- _ACTIVITY_:
Can you reproduce the passage on the accused Syrian officials, starting at "Mamlouk is accused" and ending at "under his orders.", with "crackdown" updated to "repression"?

- _GIVEN PASSAGE_:
======

The three accused Are Ali Mamlouk–the special presidential advisor for security affairs and former director of the General Intelligence Office, Brigadier General Jameel Hassan–the director of Air Force Intelligence, and Brigadier General Abdul Salam Mahmoud–the director of investigations in the Air Force Intelligence, according to the SCM. 


Mamlouk is accused by human rights organizations of responsibility and supervision of Syria’s chemical arsenal and the liquidation of prisoners in Tadmur and other prisons. Hassan is considered one of the main supervisors of the violent military crackdown on the 2011 protests, accused of involvement in killings, torture, and multiple other human rights violations. Mahmoud directly oversees interrogation and torture in the notorious Air Force Intelligence prisons, where thousands of Syrians were detained, tortured, and killed under his orders.


Since the three officials are not present on French soil and are unlikely to comply with their court summons, the trial will take place in absentia according to French law, and in this case the trial is expected to be shorter than if the accused were present. It may last only a few days, civil parties and witnesses will be able to participate and provide their testimonies. At the end of the trial, a judgment is expected to be issued on the same day. If the accused are convicted, the Paris criminal court will issue new international arrest warrants based on their convictions, according to the International Federation for Human Rights. 


Today activists are reporting that one of the key leaders of Assad’s militias has arrived in Europe, settling in Germany with his five children.

======

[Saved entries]
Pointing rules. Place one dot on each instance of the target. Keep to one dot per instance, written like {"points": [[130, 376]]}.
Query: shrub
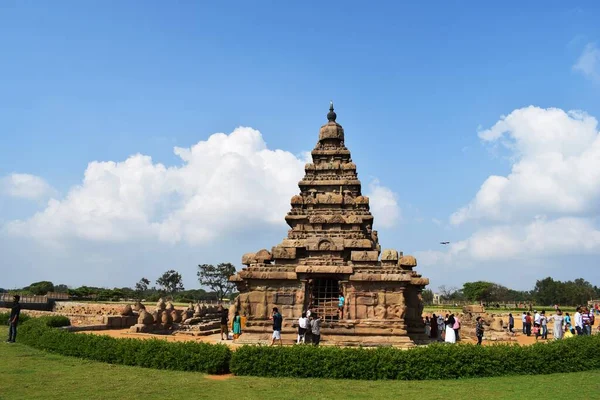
{"points": [[154, 353], [437, 361], [4, 317]]}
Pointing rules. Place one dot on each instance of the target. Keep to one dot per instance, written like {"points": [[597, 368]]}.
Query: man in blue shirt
{"points": [[15, 311], [341, 301], [277, 322]]}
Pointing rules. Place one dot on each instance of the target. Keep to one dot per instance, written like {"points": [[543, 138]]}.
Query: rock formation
{"points": [[331, 248]]}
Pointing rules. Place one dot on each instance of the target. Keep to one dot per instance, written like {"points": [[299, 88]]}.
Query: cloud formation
{"points": [[225, 184], [588, 63], [548, 205], [384, 205], [26, 186], [555, 167]]}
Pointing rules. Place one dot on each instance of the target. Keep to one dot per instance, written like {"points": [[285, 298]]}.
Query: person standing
{"points": [[237, 325], [302, 327], [587, 322], [433, 331], [528, 324], [277, 322], [224, 322], [456, 327], [15, 312], [578, 321], [544, 325], [441, 326], [558, 320], [479, 330], [567, 319], [450, 335], [315, 327]]}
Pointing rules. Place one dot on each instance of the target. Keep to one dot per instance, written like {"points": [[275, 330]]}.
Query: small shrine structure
{"points": [[332, 249]]}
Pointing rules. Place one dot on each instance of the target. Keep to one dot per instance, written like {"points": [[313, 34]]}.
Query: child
{"points": [[479, 330], [568, 331]]}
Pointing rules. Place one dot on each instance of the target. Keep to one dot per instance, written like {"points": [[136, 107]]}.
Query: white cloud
{"points": [[546, 208], [226, 184], [384, 205], [538, 239], [588, 63], [26, 186], [555, 170]]}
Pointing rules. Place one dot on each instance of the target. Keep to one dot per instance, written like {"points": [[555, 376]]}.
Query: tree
{"points": [[41, 288], [217, 278], [478, 291], [61, 288], [170, 282], [427, 296], [450, 294], [142, 287]]}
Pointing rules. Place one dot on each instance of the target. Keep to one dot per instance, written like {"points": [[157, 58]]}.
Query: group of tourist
{"points": [[447, 328], [236, 324], [581, 324], [309, 327], [13, 320], [441, 328]]}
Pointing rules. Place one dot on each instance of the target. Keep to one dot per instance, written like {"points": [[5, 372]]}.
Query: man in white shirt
{"points": [[302, 326], [579, 321]]}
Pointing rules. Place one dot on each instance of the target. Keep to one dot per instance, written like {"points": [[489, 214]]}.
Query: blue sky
{"points": [[413, 86]]}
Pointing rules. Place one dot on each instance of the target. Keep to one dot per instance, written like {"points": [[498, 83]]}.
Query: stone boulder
{"points": [[145, 318], [474, 308], [127, 311], [166, 318], [176, 316]]}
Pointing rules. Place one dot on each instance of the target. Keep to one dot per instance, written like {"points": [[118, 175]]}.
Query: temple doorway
{"points": [[324, 297]]}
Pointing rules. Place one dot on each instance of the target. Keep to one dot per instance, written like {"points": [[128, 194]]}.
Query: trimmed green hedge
{"points": [[4, 317], [153, 353], [437, 361]]}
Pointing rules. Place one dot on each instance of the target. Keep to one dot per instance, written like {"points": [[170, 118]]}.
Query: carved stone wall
{"points": [[331, 236]]}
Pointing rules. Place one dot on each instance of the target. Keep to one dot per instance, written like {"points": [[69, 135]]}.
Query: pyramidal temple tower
{"points": [[332, 249]]}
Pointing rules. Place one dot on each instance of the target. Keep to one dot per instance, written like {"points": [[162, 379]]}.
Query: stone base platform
{"points": [[343, 333]]}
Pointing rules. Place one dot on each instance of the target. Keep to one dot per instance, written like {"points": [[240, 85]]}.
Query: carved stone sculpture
{"points": [[331, 249]]}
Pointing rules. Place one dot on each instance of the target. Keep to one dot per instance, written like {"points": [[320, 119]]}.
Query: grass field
{"points": [[27, 373]]}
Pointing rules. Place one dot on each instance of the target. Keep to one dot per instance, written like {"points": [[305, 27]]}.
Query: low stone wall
{"points": [[68, 307]]}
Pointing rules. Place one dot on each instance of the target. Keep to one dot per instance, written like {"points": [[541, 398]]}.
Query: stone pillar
{"points": [[346, 308]]}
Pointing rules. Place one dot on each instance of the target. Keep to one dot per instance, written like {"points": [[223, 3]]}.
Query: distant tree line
{"points": [[545, 292], [169, 284]]}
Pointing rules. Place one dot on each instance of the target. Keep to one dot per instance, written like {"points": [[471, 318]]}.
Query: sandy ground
{"points": [[125, 333], [216, 338]]}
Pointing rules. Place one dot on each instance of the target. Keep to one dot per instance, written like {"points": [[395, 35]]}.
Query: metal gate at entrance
{"points": [[324, 296]]}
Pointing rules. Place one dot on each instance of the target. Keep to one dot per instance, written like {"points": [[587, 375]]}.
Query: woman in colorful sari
{"points": [[433, 333], [237, 325], [450, 335], [558, 321]]}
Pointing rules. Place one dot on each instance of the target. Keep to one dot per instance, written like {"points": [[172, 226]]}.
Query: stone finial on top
{"points": [[331, 115]]}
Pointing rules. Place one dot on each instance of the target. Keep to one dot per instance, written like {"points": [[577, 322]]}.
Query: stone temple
{"points": [[330, 249]]}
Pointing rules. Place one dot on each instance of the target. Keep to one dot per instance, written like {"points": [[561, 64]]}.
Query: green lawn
{"points": [[27, 373]]}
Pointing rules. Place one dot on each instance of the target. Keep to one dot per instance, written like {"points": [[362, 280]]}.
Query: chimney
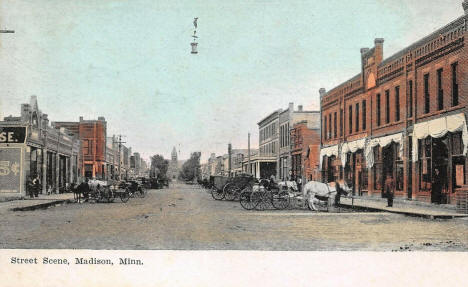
{"points": [[378, 50], [322, 92]]}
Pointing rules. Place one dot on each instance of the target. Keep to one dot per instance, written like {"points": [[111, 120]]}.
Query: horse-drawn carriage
{"points": [[102, 191], [229, 188], [284, 194]]}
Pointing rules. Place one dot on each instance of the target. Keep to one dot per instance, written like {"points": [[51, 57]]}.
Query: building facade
{"points": [[268, 146], [287, 119], [30, 147], [305, 150], [93, 136], [404, 117]]}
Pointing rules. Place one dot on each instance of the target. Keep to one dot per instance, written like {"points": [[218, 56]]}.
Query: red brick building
{"points": [[305, 150], [403, 116], [93, 135]]}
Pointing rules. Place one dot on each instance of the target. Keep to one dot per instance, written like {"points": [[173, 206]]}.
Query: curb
{"points": [[407, 213], [41, 205]]}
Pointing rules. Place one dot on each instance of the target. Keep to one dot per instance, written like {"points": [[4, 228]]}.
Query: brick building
{"points": [[305, 150], [30, 147], [92, 134], [403, 116]]}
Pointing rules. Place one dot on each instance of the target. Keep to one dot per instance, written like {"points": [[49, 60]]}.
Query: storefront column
{"points": [[44, 171]]}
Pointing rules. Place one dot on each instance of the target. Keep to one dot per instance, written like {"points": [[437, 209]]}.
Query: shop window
{"points": [[341, 122], [425, 174], [399, 169], [454, 85], [378, 168]]}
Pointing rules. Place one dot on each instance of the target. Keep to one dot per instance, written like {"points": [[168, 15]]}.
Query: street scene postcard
{"points": [[226, 138]]}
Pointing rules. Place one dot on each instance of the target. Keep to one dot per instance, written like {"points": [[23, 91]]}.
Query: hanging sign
{"points": [[12, 134], [460, 174]]}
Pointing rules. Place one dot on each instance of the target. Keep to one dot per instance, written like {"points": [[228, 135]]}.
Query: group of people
{"points": [[33, 186]]}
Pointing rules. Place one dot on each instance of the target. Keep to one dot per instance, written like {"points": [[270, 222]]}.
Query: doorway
{"points": [[439, 170]]}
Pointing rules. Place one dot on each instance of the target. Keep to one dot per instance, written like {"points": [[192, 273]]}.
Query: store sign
{"points": [[12, 134], [10, 170], [460, 175]]}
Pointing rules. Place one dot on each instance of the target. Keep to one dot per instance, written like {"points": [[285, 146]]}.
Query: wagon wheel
{"points": [[231, 191], [281, 200], [110, 196], [124, 196], [216, 193], [263, 200], [141, 192], [246, 199]]}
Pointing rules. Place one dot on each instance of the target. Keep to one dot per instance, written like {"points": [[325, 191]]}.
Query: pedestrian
{"points": [[37, 186], [299, 183], [389, 190], [30, 187]]}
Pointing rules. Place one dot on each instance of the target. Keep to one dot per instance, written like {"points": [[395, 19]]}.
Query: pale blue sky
{"points": [[130, 61]]}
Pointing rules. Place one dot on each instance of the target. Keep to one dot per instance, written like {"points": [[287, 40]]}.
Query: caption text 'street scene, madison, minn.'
{"points": [[257, 126]]}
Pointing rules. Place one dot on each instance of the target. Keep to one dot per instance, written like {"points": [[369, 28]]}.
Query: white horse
{"points": [[315, 191]]}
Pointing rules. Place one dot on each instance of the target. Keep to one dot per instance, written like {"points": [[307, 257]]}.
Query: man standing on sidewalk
{"points": [[389, 190]]}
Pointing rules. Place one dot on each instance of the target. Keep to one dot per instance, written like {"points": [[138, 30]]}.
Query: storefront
{"points": [[30, 148], [440, 147]]}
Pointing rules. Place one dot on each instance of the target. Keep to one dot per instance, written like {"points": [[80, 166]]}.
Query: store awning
{"points": [[351, 147], [438, 128], [328, 151], [383, 142]]}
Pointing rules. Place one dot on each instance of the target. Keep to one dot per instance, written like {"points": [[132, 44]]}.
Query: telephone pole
{"points": [[120, 142]]}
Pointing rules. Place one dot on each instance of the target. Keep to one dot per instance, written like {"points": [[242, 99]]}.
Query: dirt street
{"points": [[186, 217]]}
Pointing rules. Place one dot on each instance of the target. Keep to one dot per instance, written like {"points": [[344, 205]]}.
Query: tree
{"points": [[191, 168], [159, 166]]}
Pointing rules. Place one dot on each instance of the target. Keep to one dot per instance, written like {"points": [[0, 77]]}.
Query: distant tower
{"points": [[174, 155], [173, 169]]}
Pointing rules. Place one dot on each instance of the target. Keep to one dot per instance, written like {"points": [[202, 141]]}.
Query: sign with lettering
{"points": [[10, 170], [460, 174], [12, 134]]}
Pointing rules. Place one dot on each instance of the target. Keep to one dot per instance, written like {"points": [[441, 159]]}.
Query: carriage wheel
{"points": [[141, 192], [262, 200], [124, 196], [281, 200], [216, 193], [231, 191], [247, 199]]}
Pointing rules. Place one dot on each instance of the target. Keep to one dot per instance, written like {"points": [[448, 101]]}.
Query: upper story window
{"points": [[334, 126], [410, 98], [397, 104], [426, 94], [440, 91], [378, 109], [454, 84], [387, 106], [357, 117]]}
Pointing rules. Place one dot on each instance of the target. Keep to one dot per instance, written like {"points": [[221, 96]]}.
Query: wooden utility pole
{"points": [[249, 169], [120, 142]]}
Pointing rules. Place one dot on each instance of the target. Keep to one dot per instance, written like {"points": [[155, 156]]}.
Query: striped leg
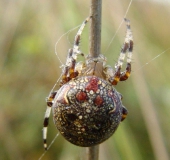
{"points": [[127, 47], [47, 115], [69, 71]]}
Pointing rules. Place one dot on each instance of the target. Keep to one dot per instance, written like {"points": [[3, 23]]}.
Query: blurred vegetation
{"points": [[29, 69]]}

======

- _REPLY_:
Mamlouk is accused by human rights organizations of responsibility and supervision of Syria’s chemical arsenal and the liquidation of prisoners in Tadmur and other prisons. Hassan is considered one of the main supervisors of the violent military repression on the 2011 protests, accused of involvement in killings, torture, and multiple other human rights violations. Mahmoud directly oversees interrogation and torture in the notorious Air Force Intelligence prisons, where thousands of Syrians were detained, tortured, and killed under his orders.